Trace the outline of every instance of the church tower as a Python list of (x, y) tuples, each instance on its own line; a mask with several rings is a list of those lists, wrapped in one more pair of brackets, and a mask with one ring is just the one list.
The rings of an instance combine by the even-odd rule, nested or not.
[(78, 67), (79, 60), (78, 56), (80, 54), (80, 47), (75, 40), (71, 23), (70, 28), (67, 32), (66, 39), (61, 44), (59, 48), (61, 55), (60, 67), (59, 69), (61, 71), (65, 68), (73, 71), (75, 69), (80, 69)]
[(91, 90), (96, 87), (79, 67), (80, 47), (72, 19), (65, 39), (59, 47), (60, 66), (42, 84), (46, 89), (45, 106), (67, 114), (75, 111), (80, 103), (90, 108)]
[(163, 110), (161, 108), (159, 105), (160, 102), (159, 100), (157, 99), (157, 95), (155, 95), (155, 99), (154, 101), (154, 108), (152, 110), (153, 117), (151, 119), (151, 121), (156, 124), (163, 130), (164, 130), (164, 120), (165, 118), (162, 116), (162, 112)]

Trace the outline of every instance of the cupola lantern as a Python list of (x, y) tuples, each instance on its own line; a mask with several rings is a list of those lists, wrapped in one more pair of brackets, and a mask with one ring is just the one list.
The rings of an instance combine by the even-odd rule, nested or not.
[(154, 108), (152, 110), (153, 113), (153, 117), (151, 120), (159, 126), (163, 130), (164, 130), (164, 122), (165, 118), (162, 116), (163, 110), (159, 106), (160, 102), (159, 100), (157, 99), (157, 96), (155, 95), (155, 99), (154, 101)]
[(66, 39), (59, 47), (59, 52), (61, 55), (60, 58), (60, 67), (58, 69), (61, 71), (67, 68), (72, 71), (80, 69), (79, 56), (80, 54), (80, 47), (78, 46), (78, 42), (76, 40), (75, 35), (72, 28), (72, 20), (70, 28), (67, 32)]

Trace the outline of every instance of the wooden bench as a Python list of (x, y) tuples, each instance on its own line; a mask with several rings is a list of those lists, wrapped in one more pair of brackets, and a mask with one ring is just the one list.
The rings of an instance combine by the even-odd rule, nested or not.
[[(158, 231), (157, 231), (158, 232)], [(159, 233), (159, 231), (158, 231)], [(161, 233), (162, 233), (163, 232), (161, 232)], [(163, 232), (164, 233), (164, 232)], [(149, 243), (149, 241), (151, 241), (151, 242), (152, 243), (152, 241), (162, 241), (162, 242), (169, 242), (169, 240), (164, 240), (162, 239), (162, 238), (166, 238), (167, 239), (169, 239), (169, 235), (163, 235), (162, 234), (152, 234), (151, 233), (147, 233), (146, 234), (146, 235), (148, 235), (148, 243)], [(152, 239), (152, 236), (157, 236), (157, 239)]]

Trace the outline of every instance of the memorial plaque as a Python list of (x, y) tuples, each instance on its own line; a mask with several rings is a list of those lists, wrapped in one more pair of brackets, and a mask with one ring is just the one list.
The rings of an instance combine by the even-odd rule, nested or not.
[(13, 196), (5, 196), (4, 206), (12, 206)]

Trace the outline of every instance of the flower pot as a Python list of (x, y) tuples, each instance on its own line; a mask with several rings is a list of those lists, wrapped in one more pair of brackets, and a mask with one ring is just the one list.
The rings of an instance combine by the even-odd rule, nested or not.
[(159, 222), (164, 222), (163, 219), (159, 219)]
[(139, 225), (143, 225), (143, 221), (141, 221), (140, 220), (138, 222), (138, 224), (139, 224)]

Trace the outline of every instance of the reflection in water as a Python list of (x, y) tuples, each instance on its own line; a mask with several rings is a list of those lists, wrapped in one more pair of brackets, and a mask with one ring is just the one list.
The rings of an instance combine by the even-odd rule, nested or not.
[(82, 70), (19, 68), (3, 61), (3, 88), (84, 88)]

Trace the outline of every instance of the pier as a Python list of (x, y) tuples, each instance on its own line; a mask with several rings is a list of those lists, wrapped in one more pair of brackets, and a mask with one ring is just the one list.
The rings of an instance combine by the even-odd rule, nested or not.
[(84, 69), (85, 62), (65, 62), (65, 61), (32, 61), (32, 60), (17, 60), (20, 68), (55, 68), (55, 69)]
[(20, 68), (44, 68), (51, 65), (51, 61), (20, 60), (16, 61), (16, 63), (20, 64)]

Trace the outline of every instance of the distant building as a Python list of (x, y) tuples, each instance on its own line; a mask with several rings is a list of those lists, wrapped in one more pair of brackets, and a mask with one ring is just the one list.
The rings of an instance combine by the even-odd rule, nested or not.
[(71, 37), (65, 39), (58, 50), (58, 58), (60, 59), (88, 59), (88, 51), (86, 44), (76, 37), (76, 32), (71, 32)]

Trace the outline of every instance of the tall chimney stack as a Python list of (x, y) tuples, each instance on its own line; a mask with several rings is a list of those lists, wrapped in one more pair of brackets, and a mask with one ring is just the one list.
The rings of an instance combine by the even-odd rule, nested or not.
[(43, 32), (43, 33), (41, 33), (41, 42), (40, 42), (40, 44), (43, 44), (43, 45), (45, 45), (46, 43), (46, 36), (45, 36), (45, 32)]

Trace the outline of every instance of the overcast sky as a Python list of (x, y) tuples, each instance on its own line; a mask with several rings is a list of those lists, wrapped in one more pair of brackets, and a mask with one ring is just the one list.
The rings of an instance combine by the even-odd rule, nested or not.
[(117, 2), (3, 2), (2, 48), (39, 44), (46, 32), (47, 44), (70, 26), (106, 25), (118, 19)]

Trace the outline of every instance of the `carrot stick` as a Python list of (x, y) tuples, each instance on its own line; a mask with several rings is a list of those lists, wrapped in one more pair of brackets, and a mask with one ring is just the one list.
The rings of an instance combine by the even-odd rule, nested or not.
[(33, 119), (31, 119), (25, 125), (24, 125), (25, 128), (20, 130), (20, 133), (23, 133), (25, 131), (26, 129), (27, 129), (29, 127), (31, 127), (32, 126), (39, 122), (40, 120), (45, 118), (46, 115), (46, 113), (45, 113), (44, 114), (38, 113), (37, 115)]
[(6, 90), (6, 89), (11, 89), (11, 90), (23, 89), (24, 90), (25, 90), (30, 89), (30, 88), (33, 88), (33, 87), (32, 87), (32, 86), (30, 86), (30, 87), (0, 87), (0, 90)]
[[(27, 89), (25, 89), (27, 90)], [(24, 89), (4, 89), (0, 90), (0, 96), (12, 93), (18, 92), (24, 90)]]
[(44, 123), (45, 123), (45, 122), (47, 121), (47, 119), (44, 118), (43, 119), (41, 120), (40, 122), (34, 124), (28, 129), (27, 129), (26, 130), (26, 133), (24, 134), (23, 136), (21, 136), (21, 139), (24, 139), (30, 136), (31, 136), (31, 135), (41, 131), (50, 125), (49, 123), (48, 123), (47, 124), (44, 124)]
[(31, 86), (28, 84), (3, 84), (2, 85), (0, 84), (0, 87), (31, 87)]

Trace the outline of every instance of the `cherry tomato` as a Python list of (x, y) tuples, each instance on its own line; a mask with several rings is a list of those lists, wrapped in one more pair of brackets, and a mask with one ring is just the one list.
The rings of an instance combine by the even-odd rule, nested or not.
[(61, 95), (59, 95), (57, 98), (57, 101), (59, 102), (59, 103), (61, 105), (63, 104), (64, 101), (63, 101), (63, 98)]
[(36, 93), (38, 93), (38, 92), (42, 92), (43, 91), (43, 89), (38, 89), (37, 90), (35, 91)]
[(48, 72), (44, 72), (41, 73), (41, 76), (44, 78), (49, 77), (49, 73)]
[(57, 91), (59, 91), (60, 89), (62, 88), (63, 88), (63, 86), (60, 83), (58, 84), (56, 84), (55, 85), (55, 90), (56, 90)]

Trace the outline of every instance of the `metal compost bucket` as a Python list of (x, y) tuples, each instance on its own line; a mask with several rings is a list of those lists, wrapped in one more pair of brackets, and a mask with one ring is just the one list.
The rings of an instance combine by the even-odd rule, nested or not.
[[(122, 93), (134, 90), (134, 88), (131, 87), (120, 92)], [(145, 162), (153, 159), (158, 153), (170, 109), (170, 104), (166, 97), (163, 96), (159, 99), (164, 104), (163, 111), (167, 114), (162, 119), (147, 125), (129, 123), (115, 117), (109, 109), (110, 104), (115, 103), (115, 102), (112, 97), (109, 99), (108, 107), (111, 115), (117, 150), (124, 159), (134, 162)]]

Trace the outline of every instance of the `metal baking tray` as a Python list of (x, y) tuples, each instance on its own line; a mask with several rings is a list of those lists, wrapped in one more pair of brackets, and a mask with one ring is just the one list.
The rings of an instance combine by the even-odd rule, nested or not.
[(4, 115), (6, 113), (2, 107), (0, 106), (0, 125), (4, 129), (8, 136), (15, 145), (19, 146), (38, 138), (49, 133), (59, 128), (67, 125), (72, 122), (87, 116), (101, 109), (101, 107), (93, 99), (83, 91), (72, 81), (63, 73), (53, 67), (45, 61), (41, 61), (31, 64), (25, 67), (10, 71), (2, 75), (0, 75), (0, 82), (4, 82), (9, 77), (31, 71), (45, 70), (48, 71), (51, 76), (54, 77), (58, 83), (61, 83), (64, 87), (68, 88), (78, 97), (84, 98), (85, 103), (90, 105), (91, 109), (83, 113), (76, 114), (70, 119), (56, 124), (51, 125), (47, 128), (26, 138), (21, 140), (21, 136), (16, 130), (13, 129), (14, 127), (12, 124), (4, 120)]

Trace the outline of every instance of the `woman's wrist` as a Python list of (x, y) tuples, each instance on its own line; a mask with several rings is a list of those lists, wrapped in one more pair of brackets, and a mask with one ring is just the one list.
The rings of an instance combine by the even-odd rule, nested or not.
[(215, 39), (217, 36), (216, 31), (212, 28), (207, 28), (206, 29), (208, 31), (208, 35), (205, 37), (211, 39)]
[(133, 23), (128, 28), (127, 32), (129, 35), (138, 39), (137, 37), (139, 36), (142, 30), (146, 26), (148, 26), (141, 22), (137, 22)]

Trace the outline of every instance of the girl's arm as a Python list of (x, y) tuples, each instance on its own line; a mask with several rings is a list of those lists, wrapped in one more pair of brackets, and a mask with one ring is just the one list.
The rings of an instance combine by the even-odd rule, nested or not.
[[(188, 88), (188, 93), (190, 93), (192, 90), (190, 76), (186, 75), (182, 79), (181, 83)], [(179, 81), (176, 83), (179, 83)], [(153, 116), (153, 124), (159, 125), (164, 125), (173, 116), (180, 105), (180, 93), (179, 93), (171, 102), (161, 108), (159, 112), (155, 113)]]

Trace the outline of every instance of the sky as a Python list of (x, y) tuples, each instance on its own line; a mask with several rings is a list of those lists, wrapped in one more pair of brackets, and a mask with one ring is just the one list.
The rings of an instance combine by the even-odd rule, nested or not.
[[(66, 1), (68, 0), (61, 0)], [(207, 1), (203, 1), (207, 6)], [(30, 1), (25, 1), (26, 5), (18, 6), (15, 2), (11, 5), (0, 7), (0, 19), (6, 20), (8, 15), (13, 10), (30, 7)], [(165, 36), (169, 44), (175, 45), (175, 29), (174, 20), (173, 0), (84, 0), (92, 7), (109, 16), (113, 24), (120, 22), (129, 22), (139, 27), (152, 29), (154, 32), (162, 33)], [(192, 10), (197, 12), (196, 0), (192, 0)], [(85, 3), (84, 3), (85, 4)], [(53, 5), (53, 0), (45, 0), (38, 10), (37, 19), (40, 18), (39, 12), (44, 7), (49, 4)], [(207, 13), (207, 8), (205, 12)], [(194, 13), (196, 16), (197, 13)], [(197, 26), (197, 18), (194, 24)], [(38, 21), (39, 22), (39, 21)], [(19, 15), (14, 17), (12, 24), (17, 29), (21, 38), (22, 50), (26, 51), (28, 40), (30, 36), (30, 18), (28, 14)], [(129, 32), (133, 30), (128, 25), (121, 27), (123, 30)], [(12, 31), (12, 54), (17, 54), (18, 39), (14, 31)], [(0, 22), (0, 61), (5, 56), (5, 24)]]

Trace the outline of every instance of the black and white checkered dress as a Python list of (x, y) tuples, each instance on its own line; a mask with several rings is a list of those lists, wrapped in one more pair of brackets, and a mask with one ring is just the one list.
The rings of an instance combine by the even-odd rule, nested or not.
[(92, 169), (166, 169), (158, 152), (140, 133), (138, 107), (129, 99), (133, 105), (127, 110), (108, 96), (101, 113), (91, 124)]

◆ PROBLEM REQUIREMENTS
Set down the data word for word, from the line containing "Trace the outline of every instance of the black" through the end of the data.

◆ ANSWER
Trace the outline of every instance of the black and white checkered dress as a Python list of (x, y) tuples, each instance on its own line; a mask with several rings is a list of those lists, wrapped in one more pair of brackets, and a mask with one ring is just the one list.
The rings of an instance combine by the even-odd rule, nested or not.
[(92, 169), (166, 169), (158, 152), (140, 133), (138, 107), (129, 99), (133, 105), (127, 110), (108, 96), (101, 113), (91, 124)]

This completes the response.